— BEGIN —

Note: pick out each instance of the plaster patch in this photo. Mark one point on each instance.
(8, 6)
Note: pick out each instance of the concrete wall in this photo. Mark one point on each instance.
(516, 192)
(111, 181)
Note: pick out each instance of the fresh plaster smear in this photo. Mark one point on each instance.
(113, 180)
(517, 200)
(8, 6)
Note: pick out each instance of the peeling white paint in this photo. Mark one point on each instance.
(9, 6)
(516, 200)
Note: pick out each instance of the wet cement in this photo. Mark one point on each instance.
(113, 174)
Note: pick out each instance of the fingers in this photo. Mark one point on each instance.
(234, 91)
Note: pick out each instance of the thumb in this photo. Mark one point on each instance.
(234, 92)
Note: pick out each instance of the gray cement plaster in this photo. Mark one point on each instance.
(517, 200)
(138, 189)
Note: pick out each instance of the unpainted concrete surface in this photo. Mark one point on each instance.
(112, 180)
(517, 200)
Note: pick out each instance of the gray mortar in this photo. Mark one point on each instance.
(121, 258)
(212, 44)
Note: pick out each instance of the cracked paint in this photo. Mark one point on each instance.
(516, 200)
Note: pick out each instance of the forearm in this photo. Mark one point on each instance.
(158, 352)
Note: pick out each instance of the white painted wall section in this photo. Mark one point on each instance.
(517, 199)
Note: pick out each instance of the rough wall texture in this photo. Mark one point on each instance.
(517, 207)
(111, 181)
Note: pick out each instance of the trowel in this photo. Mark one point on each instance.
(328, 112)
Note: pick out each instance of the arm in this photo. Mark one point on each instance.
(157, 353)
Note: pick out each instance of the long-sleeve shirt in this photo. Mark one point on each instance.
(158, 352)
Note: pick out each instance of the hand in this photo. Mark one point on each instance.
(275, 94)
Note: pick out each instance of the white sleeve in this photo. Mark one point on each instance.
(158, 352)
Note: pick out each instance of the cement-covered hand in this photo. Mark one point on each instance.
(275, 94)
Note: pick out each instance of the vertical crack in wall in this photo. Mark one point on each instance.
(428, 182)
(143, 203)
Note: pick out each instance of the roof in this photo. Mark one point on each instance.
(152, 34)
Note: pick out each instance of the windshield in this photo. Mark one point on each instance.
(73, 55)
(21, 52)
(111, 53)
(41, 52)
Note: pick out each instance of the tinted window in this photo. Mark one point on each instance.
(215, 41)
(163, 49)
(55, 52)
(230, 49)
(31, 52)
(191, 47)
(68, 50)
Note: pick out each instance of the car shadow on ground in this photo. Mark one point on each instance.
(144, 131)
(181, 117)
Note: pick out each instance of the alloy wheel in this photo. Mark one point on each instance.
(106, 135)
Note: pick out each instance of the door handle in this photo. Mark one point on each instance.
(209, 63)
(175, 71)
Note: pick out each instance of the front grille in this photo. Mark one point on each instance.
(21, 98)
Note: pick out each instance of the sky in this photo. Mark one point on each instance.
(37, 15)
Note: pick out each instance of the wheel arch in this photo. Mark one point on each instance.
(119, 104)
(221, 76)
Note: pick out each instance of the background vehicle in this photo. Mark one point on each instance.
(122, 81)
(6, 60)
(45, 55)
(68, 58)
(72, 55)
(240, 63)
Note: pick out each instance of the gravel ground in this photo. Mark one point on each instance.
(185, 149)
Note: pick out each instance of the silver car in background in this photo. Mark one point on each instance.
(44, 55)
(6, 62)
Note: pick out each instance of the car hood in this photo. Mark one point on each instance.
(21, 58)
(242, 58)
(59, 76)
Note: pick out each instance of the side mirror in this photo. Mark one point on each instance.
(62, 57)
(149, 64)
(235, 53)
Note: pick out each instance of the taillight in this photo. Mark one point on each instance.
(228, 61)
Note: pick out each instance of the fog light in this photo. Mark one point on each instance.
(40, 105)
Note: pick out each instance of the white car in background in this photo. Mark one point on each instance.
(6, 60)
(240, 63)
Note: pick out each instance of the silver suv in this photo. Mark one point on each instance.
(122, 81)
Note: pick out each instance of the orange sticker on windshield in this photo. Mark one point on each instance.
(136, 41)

— END —

#### Exercise objective:
Only the lines from the one containing "Note: pick out each instance of the silver car" through the end of the entries above belong in the answer; repeat them exactly.

#### Task answer:
Note: pick out each instance of the silver car in background in this photo. Mark one point on each instance.
(44, 55)
(6, 62)
Note: pick out each instance of the car hood in this photo. Mark one point on each instance.
(21, 58)
(242, 58)
(59, 76)
Note: pick out each instance of the side mirror in this photo. Mark one point on each instance.
(62, 57)
(149, 64)
(235, 53)
Note: pick out each instance of the taillight in this photo. Mark one point on each instance.
(228, 61)
Note: pick out each instance of the fog light in this photo. Mark one point on each instance.
(40, 105)
Note: pick out each instance of the white car in background in this photo. Mark one point on each instance.
(6, 60)
(240, 63)
Note: pick out each instance of the silver suv in this photo. Mark one point on each instance.
(122, 81)
Note: pick out each instance of the orange sticker on windshield in this photo. Mark one point on each instance.
(136, 41)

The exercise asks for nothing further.